## TASK TO COMPLETE
Recast the material below as a two-column CSV with columns instruction and result, one row per entry. Put each entry's text and its answer in a quoted field apiece, and turn line breaks into spaces.

## LISTED ENTRIES
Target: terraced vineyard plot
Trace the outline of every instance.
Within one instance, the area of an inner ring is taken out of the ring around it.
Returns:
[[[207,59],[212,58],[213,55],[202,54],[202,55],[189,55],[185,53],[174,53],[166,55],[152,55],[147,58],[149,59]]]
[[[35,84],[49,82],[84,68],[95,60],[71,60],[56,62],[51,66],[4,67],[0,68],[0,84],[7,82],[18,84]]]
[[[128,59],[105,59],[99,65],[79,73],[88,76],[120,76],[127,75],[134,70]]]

## THE RESPONSE
instruction,result
"Target: terraced vineyard plot Trace the outline of every instance. Within one instance, the area of an inner ring is taken out of the ring around it. Returns:","[[[207,59],[212,58],[213,55],[202,54],[202,55],[189,55],[185,53],[174,53],[166,55],[152,55],[147,58],[149,59]]] [[[35,84],[49,82],[84,68],[95,60],[71,60],[56,62],[51,66],[4,67],[0,68],[0,84],[7,82],[18,84]]] [[[128,59],[105,59],[99,65],[79,73],[88,76],[120,76],[127,75],[134,70]]]"